## Data entries

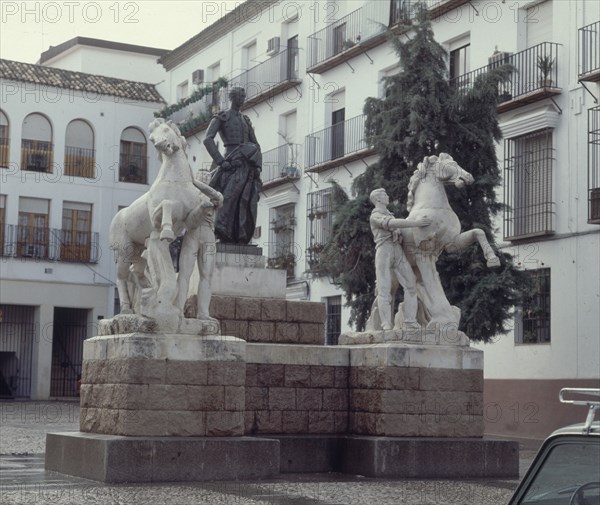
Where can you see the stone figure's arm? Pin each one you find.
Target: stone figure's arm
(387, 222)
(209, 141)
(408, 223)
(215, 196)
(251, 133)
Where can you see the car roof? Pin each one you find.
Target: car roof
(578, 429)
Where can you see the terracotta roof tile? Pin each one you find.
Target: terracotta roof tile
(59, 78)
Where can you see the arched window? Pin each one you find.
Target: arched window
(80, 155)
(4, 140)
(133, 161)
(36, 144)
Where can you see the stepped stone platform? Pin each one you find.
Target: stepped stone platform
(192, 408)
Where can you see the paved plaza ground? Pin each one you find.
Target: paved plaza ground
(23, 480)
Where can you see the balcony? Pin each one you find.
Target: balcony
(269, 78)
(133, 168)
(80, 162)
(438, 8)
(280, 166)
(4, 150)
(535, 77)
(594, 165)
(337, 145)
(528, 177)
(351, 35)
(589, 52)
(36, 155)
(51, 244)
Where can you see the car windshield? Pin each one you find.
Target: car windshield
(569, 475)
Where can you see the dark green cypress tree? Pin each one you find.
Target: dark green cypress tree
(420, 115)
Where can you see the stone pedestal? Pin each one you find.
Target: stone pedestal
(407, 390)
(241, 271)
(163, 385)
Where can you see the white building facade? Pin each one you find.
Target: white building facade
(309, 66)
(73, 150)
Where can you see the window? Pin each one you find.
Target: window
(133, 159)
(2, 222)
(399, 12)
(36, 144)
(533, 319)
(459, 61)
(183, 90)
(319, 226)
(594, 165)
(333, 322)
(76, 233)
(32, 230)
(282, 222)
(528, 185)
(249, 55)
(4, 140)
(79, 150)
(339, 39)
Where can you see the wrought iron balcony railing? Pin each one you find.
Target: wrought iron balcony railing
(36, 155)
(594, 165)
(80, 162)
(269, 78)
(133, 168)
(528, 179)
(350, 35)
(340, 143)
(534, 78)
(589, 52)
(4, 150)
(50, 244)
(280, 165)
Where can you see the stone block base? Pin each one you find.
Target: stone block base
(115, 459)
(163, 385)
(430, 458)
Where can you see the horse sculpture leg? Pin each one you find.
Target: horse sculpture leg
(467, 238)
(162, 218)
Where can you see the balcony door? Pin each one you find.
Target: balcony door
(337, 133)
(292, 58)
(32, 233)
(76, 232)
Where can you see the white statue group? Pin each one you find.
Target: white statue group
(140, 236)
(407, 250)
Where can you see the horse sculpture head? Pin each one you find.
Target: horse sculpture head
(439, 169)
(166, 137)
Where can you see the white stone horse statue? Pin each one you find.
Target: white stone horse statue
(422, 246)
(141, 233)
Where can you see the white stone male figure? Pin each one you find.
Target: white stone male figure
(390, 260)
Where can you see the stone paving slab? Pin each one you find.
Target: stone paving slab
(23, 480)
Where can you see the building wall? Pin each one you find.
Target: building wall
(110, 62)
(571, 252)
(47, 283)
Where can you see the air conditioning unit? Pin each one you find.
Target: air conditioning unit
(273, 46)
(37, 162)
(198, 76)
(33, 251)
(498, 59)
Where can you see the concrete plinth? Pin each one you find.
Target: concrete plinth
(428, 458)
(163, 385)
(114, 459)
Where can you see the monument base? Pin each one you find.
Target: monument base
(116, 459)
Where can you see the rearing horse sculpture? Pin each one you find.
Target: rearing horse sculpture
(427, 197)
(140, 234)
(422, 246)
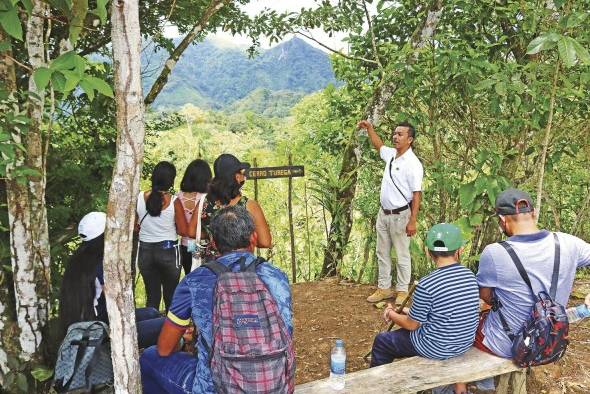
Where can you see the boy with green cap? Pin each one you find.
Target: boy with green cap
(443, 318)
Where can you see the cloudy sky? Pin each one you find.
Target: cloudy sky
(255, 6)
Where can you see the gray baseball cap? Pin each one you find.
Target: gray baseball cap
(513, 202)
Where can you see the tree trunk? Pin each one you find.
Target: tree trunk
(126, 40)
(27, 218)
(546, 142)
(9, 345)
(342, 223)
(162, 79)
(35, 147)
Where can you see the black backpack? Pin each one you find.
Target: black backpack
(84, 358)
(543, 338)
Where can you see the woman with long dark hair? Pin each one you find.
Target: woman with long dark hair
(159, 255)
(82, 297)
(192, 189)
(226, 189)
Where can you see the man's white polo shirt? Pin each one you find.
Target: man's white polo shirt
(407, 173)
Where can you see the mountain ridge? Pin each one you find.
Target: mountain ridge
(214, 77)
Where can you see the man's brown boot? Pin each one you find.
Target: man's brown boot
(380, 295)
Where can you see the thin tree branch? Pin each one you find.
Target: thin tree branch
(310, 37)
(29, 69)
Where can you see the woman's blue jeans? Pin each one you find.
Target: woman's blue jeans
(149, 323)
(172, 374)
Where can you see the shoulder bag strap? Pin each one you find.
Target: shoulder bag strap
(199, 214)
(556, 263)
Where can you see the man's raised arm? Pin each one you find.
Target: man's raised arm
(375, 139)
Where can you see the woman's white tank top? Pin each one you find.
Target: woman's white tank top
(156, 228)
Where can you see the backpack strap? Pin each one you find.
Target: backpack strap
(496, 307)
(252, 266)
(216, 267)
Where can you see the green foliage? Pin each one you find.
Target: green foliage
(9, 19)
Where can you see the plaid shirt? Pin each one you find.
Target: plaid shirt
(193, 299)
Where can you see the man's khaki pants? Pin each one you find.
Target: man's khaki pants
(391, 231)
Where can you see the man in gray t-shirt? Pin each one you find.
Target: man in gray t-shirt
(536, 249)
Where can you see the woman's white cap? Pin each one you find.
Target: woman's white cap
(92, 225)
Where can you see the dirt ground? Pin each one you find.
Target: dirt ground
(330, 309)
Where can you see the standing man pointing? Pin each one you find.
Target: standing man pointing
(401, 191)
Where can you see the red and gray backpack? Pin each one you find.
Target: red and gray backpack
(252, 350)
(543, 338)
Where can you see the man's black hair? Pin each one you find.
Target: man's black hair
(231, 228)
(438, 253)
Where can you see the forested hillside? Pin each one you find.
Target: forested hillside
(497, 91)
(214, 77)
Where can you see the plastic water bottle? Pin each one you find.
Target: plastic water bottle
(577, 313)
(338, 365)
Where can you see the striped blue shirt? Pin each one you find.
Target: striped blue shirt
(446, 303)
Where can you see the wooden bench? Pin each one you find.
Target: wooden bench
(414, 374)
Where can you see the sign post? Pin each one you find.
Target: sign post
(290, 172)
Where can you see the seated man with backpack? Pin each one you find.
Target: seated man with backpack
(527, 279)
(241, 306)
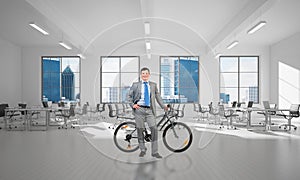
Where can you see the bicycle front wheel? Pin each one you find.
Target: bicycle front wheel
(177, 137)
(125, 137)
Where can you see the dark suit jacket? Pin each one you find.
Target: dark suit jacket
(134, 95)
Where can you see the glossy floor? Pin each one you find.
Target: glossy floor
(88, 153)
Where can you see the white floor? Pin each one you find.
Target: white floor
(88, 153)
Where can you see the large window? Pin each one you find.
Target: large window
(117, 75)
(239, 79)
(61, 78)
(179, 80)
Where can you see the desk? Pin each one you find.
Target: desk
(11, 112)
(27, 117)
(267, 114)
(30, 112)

## EXERCISE DETAILS
Starting at the line that contains "Target: glossy floor", transcribe every line through the last line of the entries above, exactly, and nothing else.

## EXERCISE RESPONSE
Target: glossy floor
(88, 153)
Where can you see the white floor? Pin each one you find.
Target: white floor
(88, 153)
Where can you see the large window? Pin each one you find.
Target: large window
(117, 75)
(239, 79)
(61, 78)
(179, 80)
Where can you see the desk? Pin each one you find.
Target: desk
(11, 112)
(27, 117)
(267, 114)
(30, 112)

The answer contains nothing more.